-- start of Dataset entries --

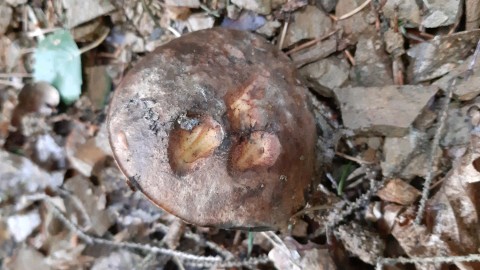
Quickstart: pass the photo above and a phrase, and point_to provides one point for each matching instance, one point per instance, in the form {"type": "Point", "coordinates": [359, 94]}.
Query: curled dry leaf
{"type": "Point", "coordinates": [399, 191]}
{"type": "Point", "coordinates": [451, 214]}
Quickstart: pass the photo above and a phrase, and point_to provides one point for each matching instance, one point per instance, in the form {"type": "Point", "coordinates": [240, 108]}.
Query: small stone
{"type": "Point", "coordinates": [437, 57]}
{"type": "Point", "coordinates": [406, 10]}
{"type": "Point", "coordinates": [258, 6]}
{"type": "Point", "coordinates": [21, 226]}
{"type": "Point", "coordinates": [394, 43]}
{"type": "Point", "coordinates": [327, 5]}
{"type": "Point", "coordinates": [200, 21]}
{"type": "Point", "coordinates": [372, 64]}
{"type": "Point", "coordinates": [326, 74]}
{"type": "Point", "coordinates": [398, 151]}
{"type": "Point", "coordinates": [388, 110]}
{"type": "Point", "coordinates": [269, 29]}
{"type": "Point", "coordinates": [441, 13]}
{"type": "Point", "coordinates": [464, 89]}
{"type": "Point", "coordinates": [309, 23]}
{"type": "Point", "coordinates": [457, 128]}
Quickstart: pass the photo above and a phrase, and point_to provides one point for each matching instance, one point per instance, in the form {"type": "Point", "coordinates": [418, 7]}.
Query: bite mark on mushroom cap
{"type": "Point", "coordinates": [211, 136]}
{"type": "Point", "coordinates": [189, 145]}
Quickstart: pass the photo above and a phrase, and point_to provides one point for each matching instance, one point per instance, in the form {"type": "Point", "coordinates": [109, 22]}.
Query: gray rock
{"type": "Point", "coordinates": [258, 6]}
{"type": "Point", "coordinates": [472, 12]}
{"type": "Point", "coordinates": [316, 52]}
{"type": "Point", "coordinates": [326, 74]}
{"type": "Point", "coordinates": [200, 21]}
{"type": "Point", "coordinates": [441, 13]}
{"type": "Point", "coordinates": [309, 23]}
{"type": "Point", "coordinates": [398, 151]}
{"type": "Point", "coordinates": [432, 59]}
{"type": "Point", "coordinates": [464, 89]}
{"type": "Point", "coordinates": [388, 110]}
{"type": "Point", "coordinates": [183, 3]}
{"type": "Point", "coordinates": [406, 10]}
{"type": "Point", "coordinates": [80, 11]}
{"type": "Point", "coordinates": [372, 64]}
{"type": "Point", "coordinates": [5, 17]}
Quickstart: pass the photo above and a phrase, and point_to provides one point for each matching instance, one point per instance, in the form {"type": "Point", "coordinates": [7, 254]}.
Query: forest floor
{"type": "Point", "coordinates": [396, 86]}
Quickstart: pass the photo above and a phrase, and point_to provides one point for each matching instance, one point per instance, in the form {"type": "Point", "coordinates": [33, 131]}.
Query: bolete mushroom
{"type": "Point", "coordinates": [215, 128]}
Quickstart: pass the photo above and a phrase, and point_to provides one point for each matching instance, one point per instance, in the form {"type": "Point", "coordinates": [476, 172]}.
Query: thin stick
{"type": "Point", "coordinates": [445, 259]}
{"type": "Point", "coordinates": [174, 31]}
{"type": "Point", "coordinates": [433, 152]}
{"type": "Point", "coordinates": [15, 75]}
{"type": "Point", "coordinates": [357, 160]}
{"type": "Point", "coordinates": [353, 12]}
{"type": "Point", "coordinates": [310, 43]}
{"type": "Point", "coordinates": [283, 34]}
{"type": "Point", "coordinates": [186, 258]}
{"type": "Point", "coordinates": [97, 42]}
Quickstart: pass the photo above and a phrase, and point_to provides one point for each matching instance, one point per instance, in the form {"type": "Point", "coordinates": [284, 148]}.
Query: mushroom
{"type": "Point", "coordinates": [215, 128]}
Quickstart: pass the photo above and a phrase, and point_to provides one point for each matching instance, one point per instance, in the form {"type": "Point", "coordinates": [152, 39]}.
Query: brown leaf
{"type": "Point", "coordinates": [399, 191]}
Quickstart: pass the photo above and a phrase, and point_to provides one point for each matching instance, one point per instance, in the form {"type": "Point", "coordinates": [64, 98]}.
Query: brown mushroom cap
{"type": "Point", "coordinates": [214, 127]}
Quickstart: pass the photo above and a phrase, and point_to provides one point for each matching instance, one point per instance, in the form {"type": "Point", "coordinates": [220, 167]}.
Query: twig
{"type": "Point", "coordinates": [214, 13]}
{"type": "Point", "coordinates": [16, 85]}
{"type": "Point", "coordinates": [96, 42]}
{"type": "Point", "coordinates": [471, 66]}
{"type": "Point", "coordinates": [349, 57]}
{"type": "Point", "coordinates": [200, 240]}
{"type": "Point", "coordinates": [33, 18]}
{"type": "Point", "coordinates": [433, 152]}
{"type": "Point", "coordinates": [449, 259]}
{"type": "Point", "coordinates": [39, 32]}
{"type": "Point", "coordinates": [353, 12]}
{"type": "Point", "coordinates": [186, 258]}
{"type": "Point", "coordinates": [357, 160]}
{"type": "Point", "coordinates": [310, 43]}
{"type": "Point", "coordinates": [15, 75]}
{"type": "Point", "coordinates": [361, 201]}
{"type": "Point", "coordinates": [284, 33]}
{"type": "Point", "coordinates": [311, 209]}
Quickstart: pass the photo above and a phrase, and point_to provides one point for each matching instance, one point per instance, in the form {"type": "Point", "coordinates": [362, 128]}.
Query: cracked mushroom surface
{"type": "Point", "coordinates": [215, 128]}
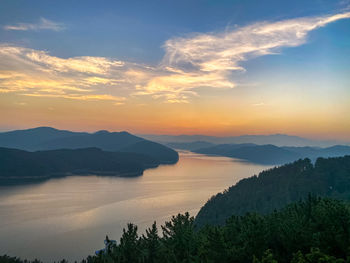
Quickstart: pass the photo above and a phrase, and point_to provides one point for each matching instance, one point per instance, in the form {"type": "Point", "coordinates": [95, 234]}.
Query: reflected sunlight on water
{"type": "Point", "coordinates": [71, 216]}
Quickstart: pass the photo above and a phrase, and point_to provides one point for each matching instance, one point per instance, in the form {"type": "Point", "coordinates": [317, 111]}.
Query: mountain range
{"type": "Point", "coordinates": [275, 139]}
{"type": "Point", "coordinates": [271, 154]}
{"type": "Point", "coordinates": [47, 138]}
{"type": "Point", "coordinates": [44, 152]}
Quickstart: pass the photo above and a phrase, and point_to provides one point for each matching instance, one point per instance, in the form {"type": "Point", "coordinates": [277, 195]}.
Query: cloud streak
{"type": "Point", "coordinates": [189, 64]}
{"type": "Point", "coordinates": [43, 24]}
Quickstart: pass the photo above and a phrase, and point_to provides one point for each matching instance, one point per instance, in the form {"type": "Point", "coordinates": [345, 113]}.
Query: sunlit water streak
{"type": "Point", "coordinates": [69, 217]}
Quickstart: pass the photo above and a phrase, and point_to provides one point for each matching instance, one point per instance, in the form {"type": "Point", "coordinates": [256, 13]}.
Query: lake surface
{"type": "Point", "coordinates": [70, 217]}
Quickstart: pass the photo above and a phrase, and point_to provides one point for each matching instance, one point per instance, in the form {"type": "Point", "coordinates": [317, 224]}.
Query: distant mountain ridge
{"type": "Point", "coordinates": [271, 154]}
{"type": "Point", "coordinates": [275, 139]}
{"type": "Point", "coordinates": [47, 138]}
{"type": "Point", "coordinates": [17, 166]}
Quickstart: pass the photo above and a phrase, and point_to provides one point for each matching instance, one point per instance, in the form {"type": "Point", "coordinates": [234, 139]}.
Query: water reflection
{"type": "Point", "coordinates": [71, 216]}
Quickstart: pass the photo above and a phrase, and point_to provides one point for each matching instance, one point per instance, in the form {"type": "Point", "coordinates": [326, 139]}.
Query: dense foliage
{"type": "Point", "coordinates": [279, 186]}
{"type": "Point", "coordinates": [310, 231]}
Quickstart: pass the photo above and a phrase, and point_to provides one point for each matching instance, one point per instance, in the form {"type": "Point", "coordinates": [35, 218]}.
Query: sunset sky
{"type": "Point", "coordinates": [177, 67]}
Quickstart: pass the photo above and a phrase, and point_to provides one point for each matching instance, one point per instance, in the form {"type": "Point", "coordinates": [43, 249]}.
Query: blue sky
{"type": "Point", "coordinates": [147, 57]}
{"type": "Point", "coordinates": [137, 29]}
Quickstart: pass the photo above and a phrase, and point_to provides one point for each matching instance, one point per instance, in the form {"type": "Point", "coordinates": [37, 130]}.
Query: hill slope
{"type": "Point", "coordinates": [279, 186]}
{"type": "Point", "coordinates": [45, 138]}
{"type": "Point", "coordinates": [271, 154]}
{"type": "Point", "coordinates": [17, 165]}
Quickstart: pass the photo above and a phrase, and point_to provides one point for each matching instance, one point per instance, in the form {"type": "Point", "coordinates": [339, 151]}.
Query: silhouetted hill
{"type": "Point", "coordinates": [275, 139]}
{"type": "Point", "coordinates": [270, 154]}
{"type": "Point", "coordinates": [18, 164]}
{"type": "Point", "coordinates": [44, 138]}
{"type": "Point", "coordinates": [153, 149]}
{"type": "Point", "coordinates": [32, 139]}
{"type": "Point", "coordinates": [274, 188]}
{"type": "Point", "coordinates": [191, 146]}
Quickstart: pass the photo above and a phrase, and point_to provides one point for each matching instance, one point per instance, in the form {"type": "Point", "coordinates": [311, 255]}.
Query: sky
{"type": "Point", "coordinates": [220, 68]}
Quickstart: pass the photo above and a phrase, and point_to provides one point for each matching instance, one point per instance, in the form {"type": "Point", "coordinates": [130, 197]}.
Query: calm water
{"type": "Point", "coordinates": [69, 217]}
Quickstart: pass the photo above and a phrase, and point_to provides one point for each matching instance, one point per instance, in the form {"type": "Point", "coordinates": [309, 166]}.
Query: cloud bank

-- end of Dataset entries --

→ **Short exercise**
From the records above, list every line that contains the string "brown", copying each one in full. Treat case as significant.

→ **Result of the exercise**
Query: brown leaf
Query: brown mushroom cap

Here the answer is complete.